* What is needed
The records that follow are to be transcribed exactly.

* Material for this exercise

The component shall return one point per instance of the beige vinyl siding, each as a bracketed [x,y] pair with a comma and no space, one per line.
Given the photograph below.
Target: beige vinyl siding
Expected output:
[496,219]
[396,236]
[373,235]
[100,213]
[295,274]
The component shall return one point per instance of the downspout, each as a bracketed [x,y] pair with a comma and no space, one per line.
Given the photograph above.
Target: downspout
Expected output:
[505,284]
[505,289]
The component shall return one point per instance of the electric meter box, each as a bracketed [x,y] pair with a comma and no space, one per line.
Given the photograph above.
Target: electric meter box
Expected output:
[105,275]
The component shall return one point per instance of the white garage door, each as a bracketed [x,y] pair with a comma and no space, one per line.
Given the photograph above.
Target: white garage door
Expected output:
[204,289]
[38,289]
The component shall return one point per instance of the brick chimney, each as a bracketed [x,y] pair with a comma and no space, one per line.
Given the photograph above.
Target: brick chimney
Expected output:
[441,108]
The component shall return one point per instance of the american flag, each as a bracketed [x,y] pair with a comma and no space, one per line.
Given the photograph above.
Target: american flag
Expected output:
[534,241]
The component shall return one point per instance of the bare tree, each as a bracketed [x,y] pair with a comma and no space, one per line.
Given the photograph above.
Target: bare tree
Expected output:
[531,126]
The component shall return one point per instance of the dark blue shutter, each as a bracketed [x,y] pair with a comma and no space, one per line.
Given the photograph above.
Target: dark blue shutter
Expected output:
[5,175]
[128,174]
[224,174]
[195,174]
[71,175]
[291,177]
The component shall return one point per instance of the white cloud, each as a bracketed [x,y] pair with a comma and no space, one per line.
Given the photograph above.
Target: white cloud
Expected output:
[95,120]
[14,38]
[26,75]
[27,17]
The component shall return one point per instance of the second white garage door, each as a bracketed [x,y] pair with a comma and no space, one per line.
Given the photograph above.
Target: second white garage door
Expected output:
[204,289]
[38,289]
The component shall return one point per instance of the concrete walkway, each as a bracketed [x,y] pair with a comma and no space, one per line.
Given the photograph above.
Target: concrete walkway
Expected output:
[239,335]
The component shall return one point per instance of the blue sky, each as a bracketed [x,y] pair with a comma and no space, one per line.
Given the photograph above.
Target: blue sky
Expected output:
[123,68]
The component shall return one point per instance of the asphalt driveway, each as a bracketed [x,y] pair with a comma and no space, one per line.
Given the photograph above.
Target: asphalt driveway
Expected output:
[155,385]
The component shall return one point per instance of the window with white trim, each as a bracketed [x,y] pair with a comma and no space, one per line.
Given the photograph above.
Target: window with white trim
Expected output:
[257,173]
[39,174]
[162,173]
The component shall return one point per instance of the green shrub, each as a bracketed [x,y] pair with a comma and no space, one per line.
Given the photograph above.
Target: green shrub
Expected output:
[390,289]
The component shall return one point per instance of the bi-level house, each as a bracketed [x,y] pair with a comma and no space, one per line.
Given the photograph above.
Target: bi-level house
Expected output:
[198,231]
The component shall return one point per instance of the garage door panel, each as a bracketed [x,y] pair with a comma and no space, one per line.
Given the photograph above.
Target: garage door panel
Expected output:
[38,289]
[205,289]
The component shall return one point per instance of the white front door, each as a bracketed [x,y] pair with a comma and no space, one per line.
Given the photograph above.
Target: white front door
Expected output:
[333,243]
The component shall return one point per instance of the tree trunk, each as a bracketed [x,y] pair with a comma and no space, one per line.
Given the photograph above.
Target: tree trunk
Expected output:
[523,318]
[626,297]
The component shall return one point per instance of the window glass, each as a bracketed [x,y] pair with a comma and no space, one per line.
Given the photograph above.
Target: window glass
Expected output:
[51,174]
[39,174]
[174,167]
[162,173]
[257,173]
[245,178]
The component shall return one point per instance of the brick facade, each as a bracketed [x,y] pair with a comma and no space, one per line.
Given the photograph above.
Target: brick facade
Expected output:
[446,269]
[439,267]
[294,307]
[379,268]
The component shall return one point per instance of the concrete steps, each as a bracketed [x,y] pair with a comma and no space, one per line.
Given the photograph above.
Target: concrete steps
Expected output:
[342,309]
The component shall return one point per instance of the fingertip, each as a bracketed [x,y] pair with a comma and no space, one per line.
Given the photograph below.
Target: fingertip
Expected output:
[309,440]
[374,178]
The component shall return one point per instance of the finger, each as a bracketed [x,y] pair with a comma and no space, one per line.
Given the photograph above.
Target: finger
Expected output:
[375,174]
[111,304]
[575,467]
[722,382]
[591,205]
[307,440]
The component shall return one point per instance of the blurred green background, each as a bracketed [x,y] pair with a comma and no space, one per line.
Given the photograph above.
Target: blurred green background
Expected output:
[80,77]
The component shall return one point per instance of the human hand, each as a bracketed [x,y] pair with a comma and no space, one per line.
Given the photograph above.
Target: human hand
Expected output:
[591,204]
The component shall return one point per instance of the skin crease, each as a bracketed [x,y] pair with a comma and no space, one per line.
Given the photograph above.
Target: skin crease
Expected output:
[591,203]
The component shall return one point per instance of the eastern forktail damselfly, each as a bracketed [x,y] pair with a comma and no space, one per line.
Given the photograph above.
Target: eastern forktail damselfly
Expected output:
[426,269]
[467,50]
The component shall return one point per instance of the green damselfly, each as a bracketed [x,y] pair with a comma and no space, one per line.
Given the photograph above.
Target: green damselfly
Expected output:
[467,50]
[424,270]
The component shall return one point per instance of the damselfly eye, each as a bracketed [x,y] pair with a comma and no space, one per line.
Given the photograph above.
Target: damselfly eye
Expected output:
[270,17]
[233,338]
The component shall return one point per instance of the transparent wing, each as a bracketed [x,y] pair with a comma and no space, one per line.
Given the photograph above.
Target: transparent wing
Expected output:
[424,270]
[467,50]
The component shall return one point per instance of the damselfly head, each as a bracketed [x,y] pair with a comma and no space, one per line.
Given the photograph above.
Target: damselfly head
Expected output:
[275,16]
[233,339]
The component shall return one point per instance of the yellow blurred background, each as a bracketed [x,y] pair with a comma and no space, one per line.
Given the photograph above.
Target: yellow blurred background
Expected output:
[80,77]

* Exercise result
The component shall return one point per instance of the beige vinyl siding, each as a bracketed [x,y] pair with a comma and no space, one per line.
Given the photograph below.
Target: beige vinyl siding
Expected output:
[496,219]
[396,236]
[373,235]
[100,213]
[295,274]
The component shall return one point per instance of the downspout, each as a bracketed [x,y] pair with a comma and no space, one per line.
Given the photograph above.
Target: downspout
Expected output:
[505,284]
[505,289]
The component shall return one point per instance of the electric meter box, each as a bracketed [x,y] pair with a comma and no space, one per line.
Given the photograph above.
Target: electric meter box
Expected output:
[105,275]
The component shall return one point per instance of the white garage door, each as a bracketed [x,y] pair with a comma and no space, one per line.
Given the photograph above.
Target: white garage door
Expected output:
[204,289]
[38,289]
The component shall return one point per instance of the brick chimney, each as a bracketed [x,y] pair with a comma and no space, one per line.
Given the photograph above.
Target: brick chimney
Expected output:
[441,108]
The component shall return one point per instance of the american flag, each as a bracketed [x,y] pair with a comma and no space, one per line.
Given the photograph above.
Target: american flag
Expected output:
[534,241]
The component shall return one point per instance of the bare tree, each as a bracketed [x,y] pair with a comma and no space, one per line.
Given the photograph above.
Target: bare tree
Expected output:
[531,126]
The component shall return one point per instance of the dark blue shutter, each as a bracketed [x,y] pair with a comma and no space, one per line.
Given the photograph above.
Target: dark blue shutter
Expected output:
[5,175]
[128,174]
[224,174]
[195,174]
[71,175]
[291,177]
The component shall return one point per instance of the white cloud, each as a bracketed [x,y] pair with a comma and no space, one per line.
Given the photograph above.
Target: white cloud
Expected output:
[95,120]
[14,38]
[26,75]
[27,17]
The component shall return one point per instance of the second white garage door, each as a bracketed [x,y] pair with a comma and no space, one per line.
Given the photograph above.
Target: second white garage door
Expected output:
[204,289]
[38,289]
The component shall return one point per instance of the concrete walkway, each as a bracketed [x,y] pair with a comma and no space, one per line.
Given the photograph above.
Target: concrete walkway
Expected output:
[239,335]
The component shall return one point per instance of the blue sky, each as a bracketed [x,y] pair with a comma and no space, one per line.
Given the photograph above.
Target: blue sky
Expected output:
[123,68]
The component shall return one point per instance of the asphalt driveway, each as a bracketed [x,y] pair with a comma and no space, one per line.
Given the photograph above.
Target: asphalt driveway
Expected output:
[155,385]
The component shall return one point per instance of the window with white trim, each as a bracketed [x,y] pair with a comma and no space, one per line.
Given the photograph above.
Target: window with white trim
Expected output:
[257,173]
[39,174]
[162,173]
The component shall return one point per instance of the green shrub, each as a bracketed [x,y] pair with a comma and no space, one per line.
Given the photograph above.
Target: green shrub
Expected output:
[390,289]
The component shall return one point per instance of the bi-level house, each as a bracketed [x,y] pair with a comma and no space, one per line.
Given the photograph above.
Target: bi-level house
Expected output:
[198,231]
The component shall return one point per instance of the garage door panel, each as a bracketed [x,y] pair with a comma and no space, one per line.
Given the photograph above.
Target: garage door panel
Expected output:
[38,289]
[205,289]
The component shall return one point per instance of the white front door, each as a bracketed [x,y] pair with a comma and no space, one per line.
Given the photograph above.
Target: white front door
Expected output:
[333,243]
The component shall return one point per instance of the tree trunk, each as a bracketed [x,y] pair with a comma and no space, one per line.
Given the photograph above.
Target: tree trunk
Expected output:
[523,318]
[626,297]
The component shall return one point per instance of the window glass, each as a bracketed [x,y] pair with a comma and no space, one per line.
Given the photograph above.
Target: window glass
Expected output:
[51,174]
[39,174]
[174,167]
[162,173]
[257,173]
[245,178]
The component shall return one point per instance of the brick facade, each as a bracketed [x,y] pair with a comma and no space, one per line.
Given the photograph above.
Target: brick facade
Expected output:
[446,269]
[439,267]
[294,307]
[379,268]
The component shall return one point per instance of the concrete steps, each as a bracketed [x,y] pair with a comma and no space, one per line.
Given the photograph above.
Target: concrete steps
Expected output:
[342,309]
The component shall return one point per instance of the fingertip, each as a bracketed [x,y] pair with a comma and no space, one per line.
Given the photograph below.
Target: fingertip
Expected output:
[309,440]
[374,178]
The component shall return one point per instance of the finger, each as a bracketed [x,y] pair with a comma and no space, one per line.
Given the photograph above.
Target: finger
Expected output:
[375,174]
[111,304]
[575,467]
[722,382]
[591,205]
[307,440]
The component shall return one point per instance of the blurred green background, each as a bracketed [x,y] pair with a comma and no space, one per line.
Given the photograph above.
Target: blurred green background
Expected output:
[80,77]
The component shall return one point per instance of the human hand, each as a bracketed [x,y] pair with a comma and no space, one per line.
Given the photograph above.
Target: human hand
Expected output:
[591,204]
The component shall return one point per instance of the skin crease, each as a bracketed [x,y] pair with a comma and no space, one per line.
Given the photograph above.
Target: skin crease
Expected output:
[591,203]
The component shall return one point per instance of the eastern forktail damselfly, each as a bracketed [x,y] pair with a comma and no space, one per line.
Given the photograph above.
Target: eastern forktail damselfly
Expected output:
[426,269]
[467,50]
The component shall return one point per instance of the green damselfly, each as a bracketed [x,y] pair with a comma and no space, one per line.
Given the photograph above.
Target: green damselfly
Expected output:
[467,50]
[424,270]
The component shall return one point per instance of the damselfly eye, each as a bracketed [x,y] pair with a comma and no space, one per line.
Given the photograph above.
Target: damselfly eye
Expected output:
[270,17]
[233,338]
The component shall return one point per instance of the transparent wing, each as a bracketed [x,y] pair with a comma and no space, one per line.
Given the photograph above.
Target: transparent wing
Expected output:
[424,270]
[467,50]
The component shall return one point per instance of the damselfly head, each as a bracketed [x,y] pair with a comma and no space, one per line.
Given the photograph above.
Target: damselfly head
Expected output:
[275,16]
[233,339]
The component shall return one point per instance of the yellow blurred background, each as a bracketed [x,y] pair with a comma and no space, one per line.
Given the photograph above.
Target: yellow blurred background
Expected output:
[80,77]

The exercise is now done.